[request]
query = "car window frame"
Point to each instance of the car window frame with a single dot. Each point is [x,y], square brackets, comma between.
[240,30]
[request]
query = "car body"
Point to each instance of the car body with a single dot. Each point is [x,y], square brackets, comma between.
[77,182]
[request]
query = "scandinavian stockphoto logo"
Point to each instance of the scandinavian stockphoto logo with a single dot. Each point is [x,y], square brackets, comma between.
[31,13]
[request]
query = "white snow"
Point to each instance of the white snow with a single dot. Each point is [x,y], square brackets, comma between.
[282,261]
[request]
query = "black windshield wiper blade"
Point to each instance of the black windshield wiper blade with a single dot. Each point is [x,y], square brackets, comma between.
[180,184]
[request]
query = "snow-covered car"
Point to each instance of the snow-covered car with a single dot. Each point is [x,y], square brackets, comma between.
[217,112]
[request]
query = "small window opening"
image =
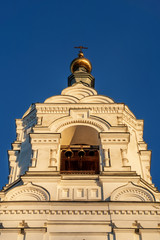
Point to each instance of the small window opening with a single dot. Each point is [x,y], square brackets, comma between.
[80,159]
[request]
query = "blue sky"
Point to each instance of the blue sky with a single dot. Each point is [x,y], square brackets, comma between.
[37,40]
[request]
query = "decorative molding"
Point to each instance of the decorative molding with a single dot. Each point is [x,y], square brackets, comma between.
[83,121]
[106,108]
[79,193]
[27,192]
[79,212]
[131,192]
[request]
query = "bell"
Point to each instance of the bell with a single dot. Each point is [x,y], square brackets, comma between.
[81,153]
[68,153]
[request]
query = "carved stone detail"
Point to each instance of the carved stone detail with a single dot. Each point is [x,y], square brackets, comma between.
[27,192]
[131,192]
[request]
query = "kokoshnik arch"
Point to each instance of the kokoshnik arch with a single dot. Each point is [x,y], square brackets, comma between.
[79,169]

++++++++++

What the exercise asks: The lines to return are those holding the string "query" anywhere in the listing above.

Solution below:
query = "car window frame"
query = "car body"
query = "scandinavian stockphoto logo"
query = "white snow"
query = "black windshield wiper blade"
query = "snow-covered car"
query = "small window opening"
query = "blue sky"
query = "decorative molding"
query = "bell"
query = "carved stone detail"
query = "kokoshnik arch"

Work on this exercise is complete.